**Task to complete**
Rewrite the items from the line containing "For each instance of the dark" through the end of the items as a numbered list, leaving out blank lines.

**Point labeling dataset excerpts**
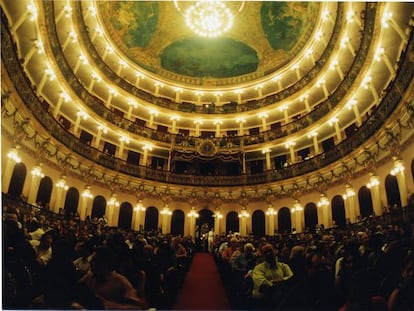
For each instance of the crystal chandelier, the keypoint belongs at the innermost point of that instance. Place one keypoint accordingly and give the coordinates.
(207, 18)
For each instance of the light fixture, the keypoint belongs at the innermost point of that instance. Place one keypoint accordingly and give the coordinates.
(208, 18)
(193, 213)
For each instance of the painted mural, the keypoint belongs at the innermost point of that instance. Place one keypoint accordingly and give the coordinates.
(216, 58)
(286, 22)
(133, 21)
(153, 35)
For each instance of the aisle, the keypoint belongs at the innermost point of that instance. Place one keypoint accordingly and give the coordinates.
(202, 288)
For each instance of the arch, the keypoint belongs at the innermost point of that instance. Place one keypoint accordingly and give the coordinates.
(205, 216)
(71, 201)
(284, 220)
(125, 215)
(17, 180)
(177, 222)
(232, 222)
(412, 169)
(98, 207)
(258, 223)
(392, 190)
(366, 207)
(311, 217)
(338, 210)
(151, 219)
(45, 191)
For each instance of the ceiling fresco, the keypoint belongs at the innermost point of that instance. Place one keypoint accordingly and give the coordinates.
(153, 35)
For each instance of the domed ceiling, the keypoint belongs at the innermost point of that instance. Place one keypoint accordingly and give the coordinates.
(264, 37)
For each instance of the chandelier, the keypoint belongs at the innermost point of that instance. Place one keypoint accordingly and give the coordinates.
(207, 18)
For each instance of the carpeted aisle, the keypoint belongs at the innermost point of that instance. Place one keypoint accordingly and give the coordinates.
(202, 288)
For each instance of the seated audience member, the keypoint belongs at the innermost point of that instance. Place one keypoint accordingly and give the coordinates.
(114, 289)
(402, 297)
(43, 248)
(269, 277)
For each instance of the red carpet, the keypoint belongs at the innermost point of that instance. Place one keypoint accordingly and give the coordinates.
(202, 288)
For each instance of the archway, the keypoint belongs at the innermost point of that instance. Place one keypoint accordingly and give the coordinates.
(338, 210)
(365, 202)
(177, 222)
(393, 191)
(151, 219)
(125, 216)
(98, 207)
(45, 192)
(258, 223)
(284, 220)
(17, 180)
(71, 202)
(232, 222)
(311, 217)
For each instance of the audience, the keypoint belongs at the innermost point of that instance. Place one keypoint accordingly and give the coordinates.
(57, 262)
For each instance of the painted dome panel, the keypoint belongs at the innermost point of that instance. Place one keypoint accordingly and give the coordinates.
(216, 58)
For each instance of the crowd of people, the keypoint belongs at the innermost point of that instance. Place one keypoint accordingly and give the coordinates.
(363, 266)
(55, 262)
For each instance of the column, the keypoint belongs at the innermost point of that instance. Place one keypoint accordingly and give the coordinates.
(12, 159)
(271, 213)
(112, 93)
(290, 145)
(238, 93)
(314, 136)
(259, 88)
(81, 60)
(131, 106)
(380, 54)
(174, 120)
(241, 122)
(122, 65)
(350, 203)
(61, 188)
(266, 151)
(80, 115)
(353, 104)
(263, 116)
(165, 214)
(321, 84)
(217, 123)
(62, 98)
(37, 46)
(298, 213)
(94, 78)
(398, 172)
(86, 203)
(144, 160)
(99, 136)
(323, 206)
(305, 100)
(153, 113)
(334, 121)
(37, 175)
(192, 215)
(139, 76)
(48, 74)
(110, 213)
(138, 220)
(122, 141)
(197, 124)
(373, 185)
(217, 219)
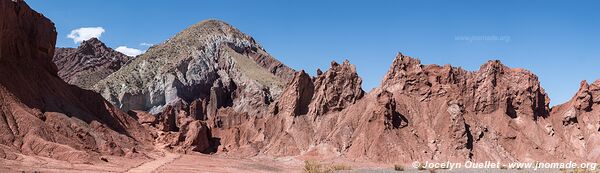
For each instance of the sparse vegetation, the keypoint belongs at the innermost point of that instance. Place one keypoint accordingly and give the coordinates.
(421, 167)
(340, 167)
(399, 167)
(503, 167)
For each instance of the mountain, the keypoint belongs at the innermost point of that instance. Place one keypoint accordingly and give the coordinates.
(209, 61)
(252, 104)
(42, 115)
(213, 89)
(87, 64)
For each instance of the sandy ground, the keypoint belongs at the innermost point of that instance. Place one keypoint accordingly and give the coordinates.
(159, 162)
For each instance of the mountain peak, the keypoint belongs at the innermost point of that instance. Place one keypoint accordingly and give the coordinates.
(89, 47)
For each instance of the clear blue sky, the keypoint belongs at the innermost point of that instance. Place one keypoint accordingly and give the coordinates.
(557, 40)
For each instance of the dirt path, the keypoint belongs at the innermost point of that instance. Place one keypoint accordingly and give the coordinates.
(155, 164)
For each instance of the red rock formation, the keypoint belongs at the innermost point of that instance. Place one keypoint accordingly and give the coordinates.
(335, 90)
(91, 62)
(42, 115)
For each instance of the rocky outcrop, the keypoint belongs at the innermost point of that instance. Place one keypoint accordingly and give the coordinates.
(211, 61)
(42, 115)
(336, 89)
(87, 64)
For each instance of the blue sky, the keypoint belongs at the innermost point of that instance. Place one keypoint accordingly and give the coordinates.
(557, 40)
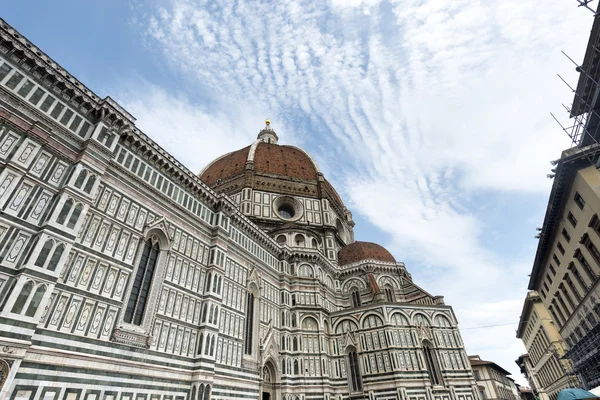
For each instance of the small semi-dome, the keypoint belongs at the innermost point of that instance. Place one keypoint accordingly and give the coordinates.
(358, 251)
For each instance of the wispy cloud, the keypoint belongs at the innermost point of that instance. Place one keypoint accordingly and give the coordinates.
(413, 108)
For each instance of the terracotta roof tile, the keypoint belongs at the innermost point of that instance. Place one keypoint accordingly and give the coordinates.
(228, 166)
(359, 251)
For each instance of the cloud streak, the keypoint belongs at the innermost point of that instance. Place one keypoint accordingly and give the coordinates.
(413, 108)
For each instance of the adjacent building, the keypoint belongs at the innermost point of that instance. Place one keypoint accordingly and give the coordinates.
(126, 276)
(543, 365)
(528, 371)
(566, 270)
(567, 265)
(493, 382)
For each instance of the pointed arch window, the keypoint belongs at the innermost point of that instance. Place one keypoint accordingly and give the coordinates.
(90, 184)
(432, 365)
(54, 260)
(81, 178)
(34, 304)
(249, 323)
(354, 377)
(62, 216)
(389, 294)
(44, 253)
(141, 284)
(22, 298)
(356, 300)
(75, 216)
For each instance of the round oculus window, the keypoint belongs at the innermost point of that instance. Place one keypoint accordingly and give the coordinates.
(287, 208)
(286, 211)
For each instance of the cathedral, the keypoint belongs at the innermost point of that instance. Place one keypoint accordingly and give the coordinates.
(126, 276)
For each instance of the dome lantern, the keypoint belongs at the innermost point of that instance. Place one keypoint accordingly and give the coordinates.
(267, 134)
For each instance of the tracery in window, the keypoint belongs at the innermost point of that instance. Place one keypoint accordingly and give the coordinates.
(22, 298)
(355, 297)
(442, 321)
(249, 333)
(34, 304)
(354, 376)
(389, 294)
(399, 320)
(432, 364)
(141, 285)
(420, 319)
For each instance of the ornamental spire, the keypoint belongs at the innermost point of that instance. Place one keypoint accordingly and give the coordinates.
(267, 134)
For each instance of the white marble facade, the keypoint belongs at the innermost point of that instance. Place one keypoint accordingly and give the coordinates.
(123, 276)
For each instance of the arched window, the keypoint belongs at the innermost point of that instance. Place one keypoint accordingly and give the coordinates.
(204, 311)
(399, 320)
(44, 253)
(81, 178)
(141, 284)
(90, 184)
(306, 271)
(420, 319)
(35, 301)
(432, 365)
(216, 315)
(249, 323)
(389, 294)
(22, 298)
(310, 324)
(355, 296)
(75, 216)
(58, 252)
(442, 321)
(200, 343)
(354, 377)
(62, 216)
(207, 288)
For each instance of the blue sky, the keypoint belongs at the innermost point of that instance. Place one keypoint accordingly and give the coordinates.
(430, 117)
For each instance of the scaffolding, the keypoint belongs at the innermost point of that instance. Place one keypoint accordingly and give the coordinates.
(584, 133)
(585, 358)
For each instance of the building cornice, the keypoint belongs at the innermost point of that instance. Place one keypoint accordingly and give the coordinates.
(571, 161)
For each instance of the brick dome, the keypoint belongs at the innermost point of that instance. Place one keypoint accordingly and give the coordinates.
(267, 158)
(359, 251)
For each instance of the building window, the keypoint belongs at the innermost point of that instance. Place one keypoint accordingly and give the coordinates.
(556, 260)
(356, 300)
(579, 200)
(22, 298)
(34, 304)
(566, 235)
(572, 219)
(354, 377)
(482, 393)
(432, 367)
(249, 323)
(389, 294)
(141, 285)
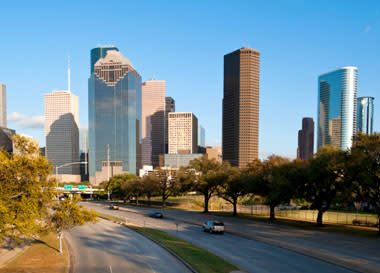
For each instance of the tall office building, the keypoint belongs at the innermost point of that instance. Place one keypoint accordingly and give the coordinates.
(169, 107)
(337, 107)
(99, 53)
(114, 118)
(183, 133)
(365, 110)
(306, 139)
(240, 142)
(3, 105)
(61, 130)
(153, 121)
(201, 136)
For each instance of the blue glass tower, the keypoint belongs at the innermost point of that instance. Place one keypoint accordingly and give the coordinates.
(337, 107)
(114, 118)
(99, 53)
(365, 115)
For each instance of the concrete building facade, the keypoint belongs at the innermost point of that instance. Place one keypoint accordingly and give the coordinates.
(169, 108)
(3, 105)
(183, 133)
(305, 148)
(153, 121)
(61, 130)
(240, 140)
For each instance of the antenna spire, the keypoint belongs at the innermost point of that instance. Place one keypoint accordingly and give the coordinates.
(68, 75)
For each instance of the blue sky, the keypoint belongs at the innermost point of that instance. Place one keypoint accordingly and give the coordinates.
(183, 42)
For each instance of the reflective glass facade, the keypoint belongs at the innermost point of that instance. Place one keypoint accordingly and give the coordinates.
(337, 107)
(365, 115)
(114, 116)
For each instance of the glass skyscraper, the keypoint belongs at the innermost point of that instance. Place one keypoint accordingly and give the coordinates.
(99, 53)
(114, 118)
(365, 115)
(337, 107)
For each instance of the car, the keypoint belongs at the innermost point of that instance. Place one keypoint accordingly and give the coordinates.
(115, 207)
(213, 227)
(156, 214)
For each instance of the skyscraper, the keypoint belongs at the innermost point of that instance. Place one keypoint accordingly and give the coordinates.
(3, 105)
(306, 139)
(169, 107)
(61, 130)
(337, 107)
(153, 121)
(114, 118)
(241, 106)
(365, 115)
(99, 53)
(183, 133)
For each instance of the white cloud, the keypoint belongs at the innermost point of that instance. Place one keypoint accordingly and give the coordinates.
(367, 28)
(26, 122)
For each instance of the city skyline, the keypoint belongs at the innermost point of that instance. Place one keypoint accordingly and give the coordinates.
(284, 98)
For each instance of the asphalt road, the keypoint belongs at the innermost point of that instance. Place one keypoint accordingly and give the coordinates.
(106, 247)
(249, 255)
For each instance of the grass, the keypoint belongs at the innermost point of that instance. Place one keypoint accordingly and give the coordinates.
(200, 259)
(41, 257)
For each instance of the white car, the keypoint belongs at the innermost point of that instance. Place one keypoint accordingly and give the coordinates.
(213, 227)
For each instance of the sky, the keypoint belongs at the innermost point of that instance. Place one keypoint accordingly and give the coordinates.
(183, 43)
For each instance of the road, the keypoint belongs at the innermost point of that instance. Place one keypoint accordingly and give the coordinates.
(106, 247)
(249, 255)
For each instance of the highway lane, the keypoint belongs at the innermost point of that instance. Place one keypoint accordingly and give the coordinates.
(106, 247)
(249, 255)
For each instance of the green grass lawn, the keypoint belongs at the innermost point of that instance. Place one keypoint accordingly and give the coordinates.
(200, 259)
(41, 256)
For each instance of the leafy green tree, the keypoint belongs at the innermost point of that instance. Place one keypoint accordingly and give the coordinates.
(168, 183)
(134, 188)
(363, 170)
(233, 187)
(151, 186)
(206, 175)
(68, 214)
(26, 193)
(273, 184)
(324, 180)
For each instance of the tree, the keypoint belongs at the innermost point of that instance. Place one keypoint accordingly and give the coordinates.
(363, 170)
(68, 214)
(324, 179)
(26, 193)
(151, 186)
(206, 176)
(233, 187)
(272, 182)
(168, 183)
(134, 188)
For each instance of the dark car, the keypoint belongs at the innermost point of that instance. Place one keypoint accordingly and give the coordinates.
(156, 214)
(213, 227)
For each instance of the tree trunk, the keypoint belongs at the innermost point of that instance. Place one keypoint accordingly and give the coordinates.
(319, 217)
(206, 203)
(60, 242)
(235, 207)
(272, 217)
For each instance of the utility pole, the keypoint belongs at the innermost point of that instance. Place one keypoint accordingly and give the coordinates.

**The completed task**
1. For each instance of the dark car, the keypoint belongs at the innermost point of that instance. Place one keypoint accordingly and give the coordinates.
2. (156, 214)
3. (213, 227)
4. For each instance of the tree trunk, the keypoint belongs at the innermost point of that instance. Place one keypoint accordingly and give the coordinates.
5. (319, 217)
6. (206, 203)
7. (60, 242)
8. (235, 207)
9. (272, 217)
10. For each instance of the utility pole, the keypoint belongs at the innermost point of that instance. Place one keypoint accordingly and give the coordinates.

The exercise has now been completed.